» EXERCISE DETAILS: Can you transcribe every record below exactly as it appears?

(Object location annotation data)
- - - - -
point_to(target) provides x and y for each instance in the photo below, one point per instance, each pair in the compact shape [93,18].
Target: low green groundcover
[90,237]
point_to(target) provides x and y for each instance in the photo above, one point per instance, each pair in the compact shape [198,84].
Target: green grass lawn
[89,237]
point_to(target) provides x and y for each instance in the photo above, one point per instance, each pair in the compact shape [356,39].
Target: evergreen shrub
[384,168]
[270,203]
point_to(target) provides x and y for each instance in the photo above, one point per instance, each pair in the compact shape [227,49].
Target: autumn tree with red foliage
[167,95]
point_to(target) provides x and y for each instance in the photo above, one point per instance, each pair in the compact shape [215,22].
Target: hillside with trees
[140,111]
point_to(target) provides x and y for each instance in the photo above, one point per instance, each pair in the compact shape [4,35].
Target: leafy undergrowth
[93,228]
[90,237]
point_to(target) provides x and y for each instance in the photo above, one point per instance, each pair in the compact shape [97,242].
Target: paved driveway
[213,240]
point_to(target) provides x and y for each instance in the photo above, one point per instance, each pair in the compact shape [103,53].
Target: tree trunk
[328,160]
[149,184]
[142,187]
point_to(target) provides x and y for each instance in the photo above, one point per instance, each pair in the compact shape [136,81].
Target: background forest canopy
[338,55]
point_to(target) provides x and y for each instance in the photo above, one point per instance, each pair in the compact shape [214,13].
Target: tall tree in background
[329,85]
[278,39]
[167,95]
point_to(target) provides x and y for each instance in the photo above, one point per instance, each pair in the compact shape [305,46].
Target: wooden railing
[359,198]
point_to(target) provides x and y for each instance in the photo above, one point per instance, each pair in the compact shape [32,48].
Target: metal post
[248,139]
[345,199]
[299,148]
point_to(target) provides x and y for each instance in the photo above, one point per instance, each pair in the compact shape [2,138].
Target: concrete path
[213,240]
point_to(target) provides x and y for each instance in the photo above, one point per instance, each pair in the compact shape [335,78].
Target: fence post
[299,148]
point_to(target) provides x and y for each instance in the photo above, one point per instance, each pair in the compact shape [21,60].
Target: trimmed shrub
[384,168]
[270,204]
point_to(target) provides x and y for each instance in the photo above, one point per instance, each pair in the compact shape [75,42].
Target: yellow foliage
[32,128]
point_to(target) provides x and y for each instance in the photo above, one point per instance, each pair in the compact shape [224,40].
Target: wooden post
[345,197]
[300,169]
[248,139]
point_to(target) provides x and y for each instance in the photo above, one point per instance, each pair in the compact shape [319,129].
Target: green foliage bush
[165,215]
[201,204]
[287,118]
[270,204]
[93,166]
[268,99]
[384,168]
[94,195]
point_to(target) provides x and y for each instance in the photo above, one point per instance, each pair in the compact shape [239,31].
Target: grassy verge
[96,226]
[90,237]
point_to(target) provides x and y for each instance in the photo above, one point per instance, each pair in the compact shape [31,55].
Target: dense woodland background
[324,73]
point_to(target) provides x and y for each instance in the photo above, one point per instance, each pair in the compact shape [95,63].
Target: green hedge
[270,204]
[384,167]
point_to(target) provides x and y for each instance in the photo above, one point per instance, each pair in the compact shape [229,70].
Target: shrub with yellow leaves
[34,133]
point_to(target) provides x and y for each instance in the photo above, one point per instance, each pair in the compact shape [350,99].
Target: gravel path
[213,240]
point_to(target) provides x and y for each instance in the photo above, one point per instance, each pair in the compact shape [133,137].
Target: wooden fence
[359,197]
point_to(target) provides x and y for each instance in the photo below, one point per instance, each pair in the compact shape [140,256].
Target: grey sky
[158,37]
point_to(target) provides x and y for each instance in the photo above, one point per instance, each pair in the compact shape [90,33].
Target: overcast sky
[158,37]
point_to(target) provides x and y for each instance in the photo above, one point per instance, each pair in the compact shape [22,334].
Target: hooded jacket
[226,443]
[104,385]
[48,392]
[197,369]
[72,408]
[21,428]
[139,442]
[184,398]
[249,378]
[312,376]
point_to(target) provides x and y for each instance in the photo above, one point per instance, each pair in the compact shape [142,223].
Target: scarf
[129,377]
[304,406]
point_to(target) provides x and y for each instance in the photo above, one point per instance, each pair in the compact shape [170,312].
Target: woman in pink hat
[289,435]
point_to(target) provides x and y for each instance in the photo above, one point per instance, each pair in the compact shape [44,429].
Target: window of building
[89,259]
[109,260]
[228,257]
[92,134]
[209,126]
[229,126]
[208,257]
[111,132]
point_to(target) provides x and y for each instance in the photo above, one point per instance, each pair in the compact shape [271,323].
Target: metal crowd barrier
- - - - -
» EXERCISE RESULT:
point_to(target) provides x and y for each instance in the photo below, one point per instance, each pair in the compact shape [93,18].
Target: low green groundcover
[90,237]
point_to(target) provides x and y for each instance in the photo above, one point per instance, each pair in the compact shape [198,84].
Target: green grass lawn
[89,237]
point_to(target) provides x and y for each instance in the photo above, one point per instance, each pair in the compact shape [356,39].
Target: evergreen shrub
[384,168]
[270,203]
point_to(target) provides x and y for each instance in the photo above, one point per instance, each pair in the compact shape [227,49].
Target: autumn tree with red foliage
[167,95]
point_to(target) provides x and y for each instance in the photo above, one point per instance, each pair in the compact shape [215,22].
Target: hillside with trees
[140,111]
point_to(target) provides x and y for each instance in the photo above, one point per instance, each pair in the compact shape [4,35].
Target: leafy undergrowth
[93,228]
[90,237]
point_to(target) provides x and y for each instance in the photo above, one point per instance, each pair in the compact shape [97,242].
Target: paved driveway
[213,240]
point_to(target) provides x and y for each instance in the photo above, one point per instance, each pair in the compact shape [103,53].
Target: tree trunk
[328,160]
[149,184]
[142,187]
point_to(target) provides x and y for each instance in the photo above, one point per instance, each pair in the compact shape [136,81].
Target: background forest canopy
[338,55]
point_to(target) provides x and y for each instance in the photo above, one point per instance, each pair in the compact shape [214,13].
Target: tall tree in background
[329,85]
[278,39]
[167,95]
point_to(target) provides x and y for each instance in the photo above, one point per instance, each pair in the compact shape [305,46].
Target: wooden railing
[359,198]
point_to(target) provides x and y for each instance in the photo above, one point per instance, each pair in the compact shape [32,48].
Target: metal post
[248,139]
[345,199]
[299,148]
point_to(target) provides x and y for each instance in the photo above, one point per instance, each pair in the compact shape [2,138].
Target: concrete path
[213,240]
point_to(target) provides x and y for each instance in the photo above, one point per instance, each pair in the compact shape [335,78].
Target: fence post
[299,148]
point_to(target) provides x and y for each instance in the photo above, one point per instance, each pair in the compact shape [21,60].
Target: trimmed shrub
[384,168]
[270,204]
point_to(target) provides x and y for each instance in the photo above, one point per instance, each pair in the compact shape [75,42].
Target: yellow foliage
[32,128]
point_to(target) provides x and y for each instance in the photo above, one point per instance, each pair in the compact shape [224,40].
Target: wooden post
[345,197]
[300,169]
[248,139]
point_to(target) provides x and y for each instance in the photo above, one point per instance, each pair in the compact shape [319,129].
Target: green foliage bush
[165,215]
[201,204]
[287,118]
[270,204]
[93,166]
[268,99]
[384,168]
[94,195]
point_to(target) provides x and y for each instance in the photo above, one point per instance, each pair in the compact shape [239,31].
Target: grassy verge
[96,226]
[90,237]
point_to(target) provides x and y for each instance in the photo above, one point per instance, each pair in the compact shape [31,55].
Target: dense woodland background
[324,73]
point_to(target) provides x and y for each instance in the photo above, one point per instance, each pair in the compact shape [95,63].
Target: green hedge
[270,204]
[384,167]
point_to(target) provides x and y for each instance in the photo above, one point per instance, each pair in the compact shape [229,70].
Target: shrub with yellow leaves
[34,133]
point_to(target) provides x and y for each instance in the photo above, one point per instance, each pair in the compact shape [350,99].
Target: gravel path
[213,240]
point_to(target) provides x and y for each instance in the photo above, one point per instance, each pair in the compact shape [133,137].
Target: wooden fence
[359,197]
point_to(target) provides x and y for each instance in the photo below, one point per instance, each pair in the compact shape [140,256].
Target: grey sky
[158,37]
point_to(target) provides x and y for each instance in the photo above, one point per instance, each pair in the compact shape [90,33].
Target: overcast sky
[158,37]
point_to(target) provides x and y for each instance in the photo above, one point per instance, each pair in the compact shape [22,334].
Target: hooded jacket
[226,443]
[104,385]
[48,392]
[197,369]
[72,408]
[21,428]
[139,442]
[184,398]
[249,378]
[312,376]
point_to(target) provides x and y for each instance in the photo above, one point per instance, each pair in the compact shape [142,223].
Target: scarf
[129,377]
[304,406]
point_to(target) provides x and y for each instance in the photo above, one point per instance, each pair in the compact shape [170,312].
Target: woman in pink hat
[289,435]
point_to(target) provides x and y for each instance in the photo above, one point per instance, each pair in the compact shape [44,429].
Target: window of building
[89,259]
[109,260]
[228,257]
[92,134]
[209,126]
[229,126]
[208,257]
[111,132]
point_to(target) provides x and y for each instance in the photo above, one point per instance, each pair in the compact shape [271,323].
Target: metal crowd barrier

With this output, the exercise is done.